══ DOCUMENT EXCERPT

Recently on the Buffer blog, Kevan Lee confessed, “We’ve Lost Nearly Half of Our Social Referral Traffic in the Last 12 Months.”
That’s a big admission, and one that attracted plenty of attention. At last count, his post earned thousands of social shares and 372 comments. Clearly, Kevan’s concern struck a chord among readers. They eagerly offered all kinds of advice for increasing traffic and tips for improving performance.
I read Kevan’s post with a different perspective. It was a great article and I applaud his candor, but what captured my interest was the question he didn’t ask.
What’s the Right Question?
Certainly losing social traffic can be a cause for concern, but what’s most critical to social media success is not how many clicks it drives. It’s whether you’re accomplishing your business goals.
While their approach to social media has matured considerably, I still see many business leaders caught up in the numbers. They want to win the popularity contest that swirls around social media. They crave “likes” as a benchmark for perceived success. (Even Twitter is giving up “Favorite” in favor of “Like.”)
Asking why your referral traffic is down, or why “Likes” are declining is really the wrong question. It values quantity over quality. It ignores strategy. It assume that all social referrals are equal.
What You Should Be Tracking
Social media without strategy is simply a hobby, and a time-consuming one at that.
It’s vanity to expect likes and shares and comments without delivering something meaningful to people who matter to your business. It’s a waste of resources to pursue traffic and referrals without being clear on what you hope to accomplish.
I’m not suggesting that Buffer doesn’t have a clear social strategy. Kevan didn’t mention it in his post, so I don’t know if they have clear goals for their social network activity, or what they might be. Is Buffer, like many others, seeking traffic for the sake of racking up social points?
Start with Strategy
Whenever I meet with a client who is worried about social media, I always guide them back to their business strategy, asking, “Why social media?”
In the purest sense, social media is a tool connect with people. Whether they’re prospects, buyers, stakeholders, investors or users, it’s essential to understand who you’re trying to reach and why.
Once you know that, you can decide if social is the best way to reach them. If it is, make informed decisions about which social networks to use, and what to share. Do you need to focus on creating original content? Curating relevant posts? Cultivating community? Engaging prospects and helping them along their customer journey?
These choices will be shaped by our objectives, adding meaning and intention to your social activity.
With a strategy in place, you have the framework to measure results. Once you know what you’re trying to accomplish, it’s a lot easier to know if you’re doing it!
Even with a great strategy, things change. Every business is dynamic. As market environment evolves, the nature of your metrics will shift. What was an exceptional result last year could look mediocre this year.
For example, a successful new business enjoys a much more dramatic growth curve than a more established one. Adding of $5M in revenue to a base of $10M is 50% revenue growth. The same gain for an established $50 million business is only 10%. The same math holds for social media fans and followers.

════
══ RAW DATA

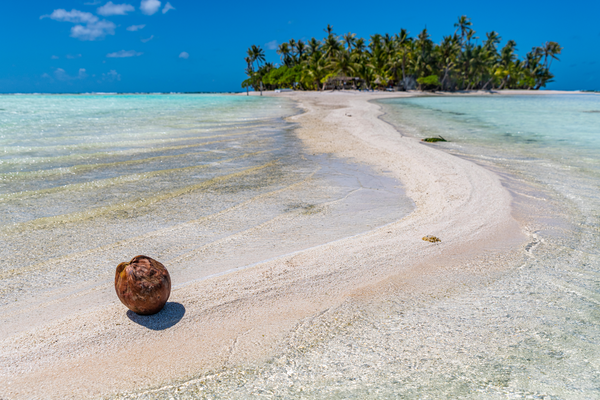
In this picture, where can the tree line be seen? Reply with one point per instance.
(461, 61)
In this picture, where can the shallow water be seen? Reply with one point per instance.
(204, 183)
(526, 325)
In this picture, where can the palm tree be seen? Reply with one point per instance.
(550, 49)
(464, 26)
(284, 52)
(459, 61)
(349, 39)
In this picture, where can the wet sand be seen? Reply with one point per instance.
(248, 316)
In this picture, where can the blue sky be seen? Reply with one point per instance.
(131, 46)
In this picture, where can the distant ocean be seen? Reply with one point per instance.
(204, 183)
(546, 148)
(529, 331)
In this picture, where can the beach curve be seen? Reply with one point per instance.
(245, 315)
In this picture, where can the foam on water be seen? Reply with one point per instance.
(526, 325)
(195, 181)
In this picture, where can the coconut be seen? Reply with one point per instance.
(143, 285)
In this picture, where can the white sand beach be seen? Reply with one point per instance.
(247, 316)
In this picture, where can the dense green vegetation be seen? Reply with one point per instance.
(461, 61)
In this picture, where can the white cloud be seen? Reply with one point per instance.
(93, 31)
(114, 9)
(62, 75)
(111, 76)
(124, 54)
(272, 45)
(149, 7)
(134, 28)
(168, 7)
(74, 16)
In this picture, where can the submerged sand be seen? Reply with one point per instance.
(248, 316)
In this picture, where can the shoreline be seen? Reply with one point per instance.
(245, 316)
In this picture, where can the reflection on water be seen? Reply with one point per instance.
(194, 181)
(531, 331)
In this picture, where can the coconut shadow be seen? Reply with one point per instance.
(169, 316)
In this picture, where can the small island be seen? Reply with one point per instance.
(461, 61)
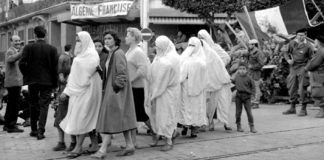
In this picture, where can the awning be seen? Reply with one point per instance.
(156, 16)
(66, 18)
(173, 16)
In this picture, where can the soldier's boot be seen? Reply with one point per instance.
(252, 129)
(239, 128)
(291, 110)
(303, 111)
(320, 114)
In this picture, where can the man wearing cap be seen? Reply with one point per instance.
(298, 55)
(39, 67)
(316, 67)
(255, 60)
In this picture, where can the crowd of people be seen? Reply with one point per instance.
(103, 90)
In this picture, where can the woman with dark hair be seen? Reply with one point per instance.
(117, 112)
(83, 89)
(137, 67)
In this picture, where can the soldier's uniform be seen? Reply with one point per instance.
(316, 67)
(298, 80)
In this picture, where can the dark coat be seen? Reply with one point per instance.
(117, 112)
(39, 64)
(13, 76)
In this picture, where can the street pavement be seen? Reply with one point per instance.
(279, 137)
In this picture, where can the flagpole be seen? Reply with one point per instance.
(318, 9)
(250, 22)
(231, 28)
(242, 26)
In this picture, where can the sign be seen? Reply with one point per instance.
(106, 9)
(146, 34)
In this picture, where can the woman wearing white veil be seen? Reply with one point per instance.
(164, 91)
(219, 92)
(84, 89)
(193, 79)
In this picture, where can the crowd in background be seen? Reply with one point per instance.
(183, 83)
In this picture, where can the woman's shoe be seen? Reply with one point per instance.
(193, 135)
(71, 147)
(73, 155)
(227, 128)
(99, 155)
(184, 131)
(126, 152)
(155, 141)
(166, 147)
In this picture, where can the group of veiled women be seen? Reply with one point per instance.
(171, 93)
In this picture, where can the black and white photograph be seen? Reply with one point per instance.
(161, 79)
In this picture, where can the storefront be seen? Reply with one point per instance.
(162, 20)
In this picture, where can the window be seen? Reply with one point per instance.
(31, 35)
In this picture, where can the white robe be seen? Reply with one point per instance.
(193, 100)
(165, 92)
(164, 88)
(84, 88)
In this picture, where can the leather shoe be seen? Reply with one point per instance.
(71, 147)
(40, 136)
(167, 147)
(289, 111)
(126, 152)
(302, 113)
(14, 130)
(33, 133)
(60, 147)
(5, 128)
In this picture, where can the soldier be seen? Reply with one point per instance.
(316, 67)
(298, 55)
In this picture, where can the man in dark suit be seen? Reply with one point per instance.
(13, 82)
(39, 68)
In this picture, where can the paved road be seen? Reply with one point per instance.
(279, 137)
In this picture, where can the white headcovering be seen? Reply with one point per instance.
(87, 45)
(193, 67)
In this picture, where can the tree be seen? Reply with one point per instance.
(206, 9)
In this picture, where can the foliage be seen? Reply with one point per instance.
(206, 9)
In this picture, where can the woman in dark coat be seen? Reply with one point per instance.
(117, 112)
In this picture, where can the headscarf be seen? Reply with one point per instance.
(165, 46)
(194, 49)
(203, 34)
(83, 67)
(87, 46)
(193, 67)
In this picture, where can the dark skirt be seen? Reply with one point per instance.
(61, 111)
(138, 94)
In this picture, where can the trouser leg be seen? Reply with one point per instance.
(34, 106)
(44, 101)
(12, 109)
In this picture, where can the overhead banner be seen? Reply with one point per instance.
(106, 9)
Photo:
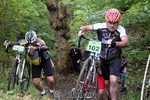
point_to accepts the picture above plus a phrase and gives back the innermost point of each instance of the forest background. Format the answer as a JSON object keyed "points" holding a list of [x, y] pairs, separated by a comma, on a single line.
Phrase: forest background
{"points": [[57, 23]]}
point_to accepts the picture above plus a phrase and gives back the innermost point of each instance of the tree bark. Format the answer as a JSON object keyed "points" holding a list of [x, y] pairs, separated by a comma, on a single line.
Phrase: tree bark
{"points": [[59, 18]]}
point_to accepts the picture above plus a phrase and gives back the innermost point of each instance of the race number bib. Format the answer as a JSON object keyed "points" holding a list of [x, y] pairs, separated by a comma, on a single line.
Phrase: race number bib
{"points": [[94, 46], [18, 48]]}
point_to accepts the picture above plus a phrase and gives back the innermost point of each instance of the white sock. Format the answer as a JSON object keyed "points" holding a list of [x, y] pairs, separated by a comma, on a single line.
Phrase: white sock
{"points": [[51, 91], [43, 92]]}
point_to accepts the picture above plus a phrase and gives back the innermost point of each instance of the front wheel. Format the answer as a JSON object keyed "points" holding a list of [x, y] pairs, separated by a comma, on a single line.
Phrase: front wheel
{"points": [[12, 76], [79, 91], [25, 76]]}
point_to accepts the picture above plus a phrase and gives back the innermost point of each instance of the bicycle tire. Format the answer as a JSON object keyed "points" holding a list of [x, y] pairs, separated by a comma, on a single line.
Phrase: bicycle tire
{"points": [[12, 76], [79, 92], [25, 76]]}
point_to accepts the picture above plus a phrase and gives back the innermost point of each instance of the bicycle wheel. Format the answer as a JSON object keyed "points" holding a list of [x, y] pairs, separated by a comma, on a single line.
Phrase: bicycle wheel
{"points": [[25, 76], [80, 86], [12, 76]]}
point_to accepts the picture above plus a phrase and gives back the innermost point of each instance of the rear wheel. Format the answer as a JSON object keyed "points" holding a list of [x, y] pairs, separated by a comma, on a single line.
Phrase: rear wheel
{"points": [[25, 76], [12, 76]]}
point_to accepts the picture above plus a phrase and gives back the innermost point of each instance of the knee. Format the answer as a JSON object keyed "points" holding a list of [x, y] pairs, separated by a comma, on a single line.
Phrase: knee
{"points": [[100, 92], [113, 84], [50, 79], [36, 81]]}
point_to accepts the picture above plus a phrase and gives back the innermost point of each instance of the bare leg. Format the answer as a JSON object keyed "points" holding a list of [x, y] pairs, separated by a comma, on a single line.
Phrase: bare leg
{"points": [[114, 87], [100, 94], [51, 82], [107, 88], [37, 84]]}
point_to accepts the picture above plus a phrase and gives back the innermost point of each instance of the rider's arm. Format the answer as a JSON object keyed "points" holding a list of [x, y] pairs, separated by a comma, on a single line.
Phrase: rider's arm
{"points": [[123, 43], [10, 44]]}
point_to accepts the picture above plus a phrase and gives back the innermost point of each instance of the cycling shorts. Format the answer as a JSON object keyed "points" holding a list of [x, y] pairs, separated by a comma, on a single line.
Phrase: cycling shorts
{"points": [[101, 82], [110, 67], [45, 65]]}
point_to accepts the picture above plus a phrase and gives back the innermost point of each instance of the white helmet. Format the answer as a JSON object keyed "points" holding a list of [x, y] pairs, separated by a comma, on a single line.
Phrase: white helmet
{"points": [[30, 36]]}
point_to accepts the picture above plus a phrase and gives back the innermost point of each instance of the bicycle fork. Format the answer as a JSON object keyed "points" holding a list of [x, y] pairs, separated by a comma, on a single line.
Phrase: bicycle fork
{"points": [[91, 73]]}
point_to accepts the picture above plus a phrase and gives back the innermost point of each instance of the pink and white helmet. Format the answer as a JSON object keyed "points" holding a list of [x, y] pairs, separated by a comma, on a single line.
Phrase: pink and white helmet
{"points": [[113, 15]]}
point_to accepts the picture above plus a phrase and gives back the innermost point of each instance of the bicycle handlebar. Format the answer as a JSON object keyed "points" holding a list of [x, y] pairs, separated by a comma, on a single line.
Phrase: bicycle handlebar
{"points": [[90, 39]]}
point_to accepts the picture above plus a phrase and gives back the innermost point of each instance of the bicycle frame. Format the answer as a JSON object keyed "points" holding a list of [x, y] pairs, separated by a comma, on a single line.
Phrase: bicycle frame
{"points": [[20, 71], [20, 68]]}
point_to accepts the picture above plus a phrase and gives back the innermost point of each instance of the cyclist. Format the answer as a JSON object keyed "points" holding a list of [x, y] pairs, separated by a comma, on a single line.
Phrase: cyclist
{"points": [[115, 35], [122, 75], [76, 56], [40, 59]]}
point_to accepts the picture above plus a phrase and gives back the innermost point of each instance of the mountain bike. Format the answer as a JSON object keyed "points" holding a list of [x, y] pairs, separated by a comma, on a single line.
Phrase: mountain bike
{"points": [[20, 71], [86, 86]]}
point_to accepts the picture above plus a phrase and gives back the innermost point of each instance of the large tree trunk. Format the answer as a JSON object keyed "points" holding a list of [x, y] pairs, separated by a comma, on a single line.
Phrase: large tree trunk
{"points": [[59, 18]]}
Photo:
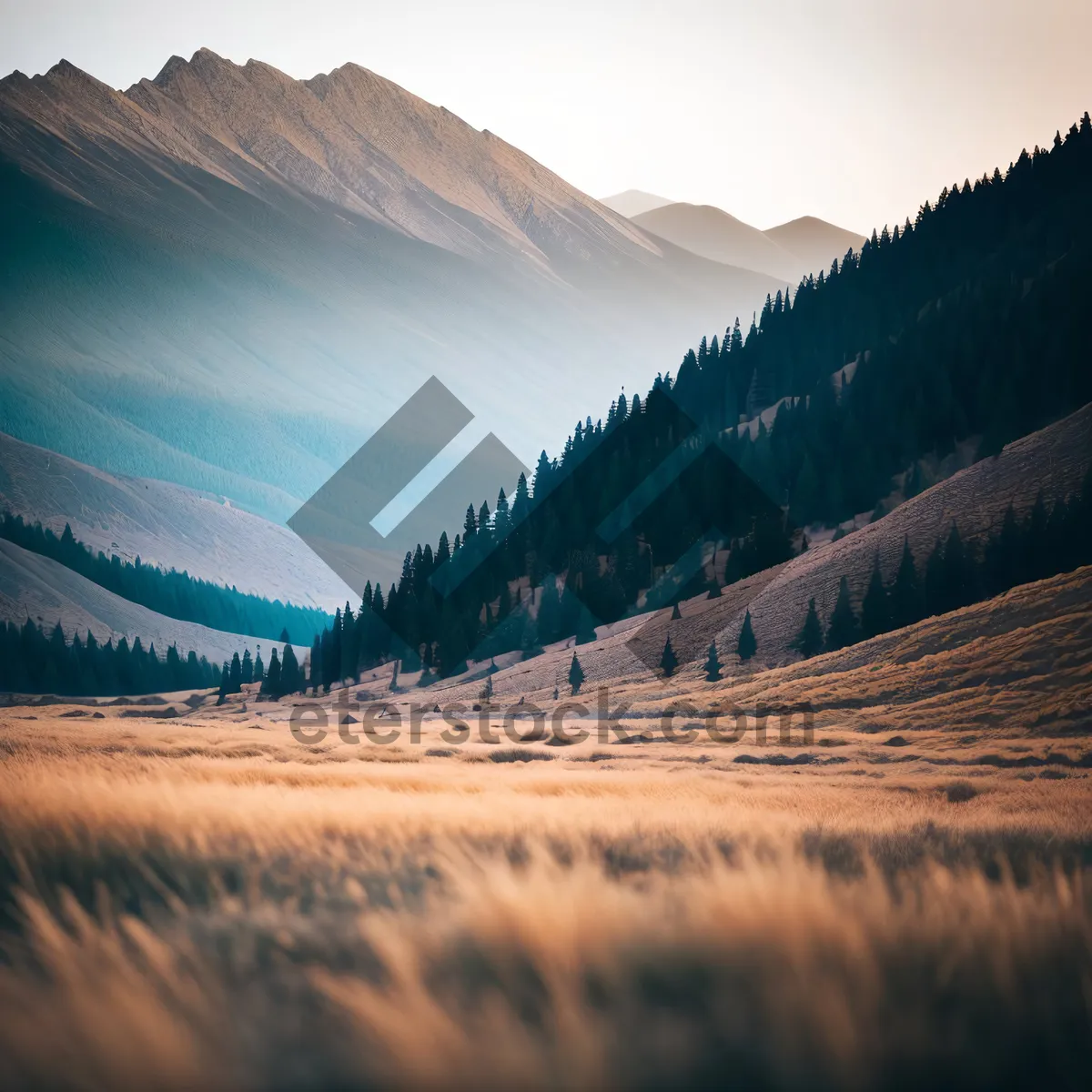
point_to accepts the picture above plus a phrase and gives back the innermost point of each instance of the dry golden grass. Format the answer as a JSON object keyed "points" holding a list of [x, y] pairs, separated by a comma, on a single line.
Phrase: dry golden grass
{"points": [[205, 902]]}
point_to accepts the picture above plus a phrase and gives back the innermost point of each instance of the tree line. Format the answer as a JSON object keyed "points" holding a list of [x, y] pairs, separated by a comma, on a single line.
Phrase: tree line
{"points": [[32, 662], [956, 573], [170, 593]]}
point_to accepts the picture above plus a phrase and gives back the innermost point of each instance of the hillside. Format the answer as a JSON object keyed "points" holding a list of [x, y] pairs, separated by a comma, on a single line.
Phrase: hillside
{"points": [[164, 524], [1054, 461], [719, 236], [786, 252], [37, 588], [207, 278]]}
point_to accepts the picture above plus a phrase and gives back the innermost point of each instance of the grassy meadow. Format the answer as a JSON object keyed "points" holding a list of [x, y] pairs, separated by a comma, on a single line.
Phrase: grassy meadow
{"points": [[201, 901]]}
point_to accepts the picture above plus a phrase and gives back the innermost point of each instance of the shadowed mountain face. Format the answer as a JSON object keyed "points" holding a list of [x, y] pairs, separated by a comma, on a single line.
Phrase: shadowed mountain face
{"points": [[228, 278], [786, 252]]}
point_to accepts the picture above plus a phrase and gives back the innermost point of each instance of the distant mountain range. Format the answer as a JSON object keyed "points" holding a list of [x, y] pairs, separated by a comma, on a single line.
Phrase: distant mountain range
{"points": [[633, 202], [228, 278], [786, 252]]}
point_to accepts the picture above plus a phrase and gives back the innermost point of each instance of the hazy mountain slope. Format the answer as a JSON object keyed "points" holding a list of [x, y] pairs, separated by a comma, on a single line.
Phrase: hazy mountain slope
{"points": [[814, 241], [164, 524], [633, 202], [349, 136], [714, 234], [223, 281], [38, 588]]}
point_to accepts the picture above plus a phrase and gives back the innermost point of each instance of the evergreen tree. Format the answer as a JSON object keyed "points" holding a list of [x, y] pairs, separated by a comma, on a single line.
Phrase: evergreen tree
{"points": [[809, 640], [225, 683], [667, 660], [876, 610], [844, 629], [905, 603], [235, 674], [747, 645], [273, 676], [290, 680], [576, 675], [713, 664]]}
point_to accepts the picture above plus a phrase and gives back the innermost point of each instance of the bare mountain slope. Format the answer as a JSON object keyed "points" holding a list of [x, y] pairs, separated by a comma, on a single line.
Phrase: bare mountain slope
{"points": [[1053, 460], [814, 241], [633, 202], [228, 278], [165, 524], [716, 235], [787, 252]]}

════

— TASK GOAL —
Could you extend the article on social media strategy and metrics, picking up right after its last paragraph? The entries were taken from a different source than the article.

— WRITTEN REPLY —
Likewise, audiences respond differently when a value proposition is brand new than they do once a company is well-known. While familiarity can create excitement, sometimes the novelty wears off, making it harder to attract attention from people who think they know you.
In the case of Buffer, the decline in social referrals to their blog could be a by-product of their success. As their customer base expands and more people subscribe to their blog, social referrals may decline as a result. After all, do you need to click on a link to a blog post you’re already seen?
There could be many other reason for the decline, and this is where a holistic view become essential.
Whatever you’re measuring, whether it’s social referrals, subscriber growth, customer lifetime value, or some other metric, the context is critical. Metrics don’t work in a vacuum. Their meaning is relative, answering the question, “Compared to what?”
Are you benchmarking against competitors, past performance or a desired future state? It’s likely your goal, viewed in context, is a moving target. Metrics need to move in tandem with the world in which your business lives.
Revisit metrics regularly to make sure they reflect the reality of your current environment. Just as your adjust your strategy, adapting to internal changes and market shifts, metrics should also be updated to fit the context of your circumstances.
Remember the End
Finally, maintain your focus on what matters most: business performance.
Are you trying to increase awareness, capture leads, build a mailing list?
All of these things have no value if they don’t contribute to the bottom line. They’re not ends in themselves.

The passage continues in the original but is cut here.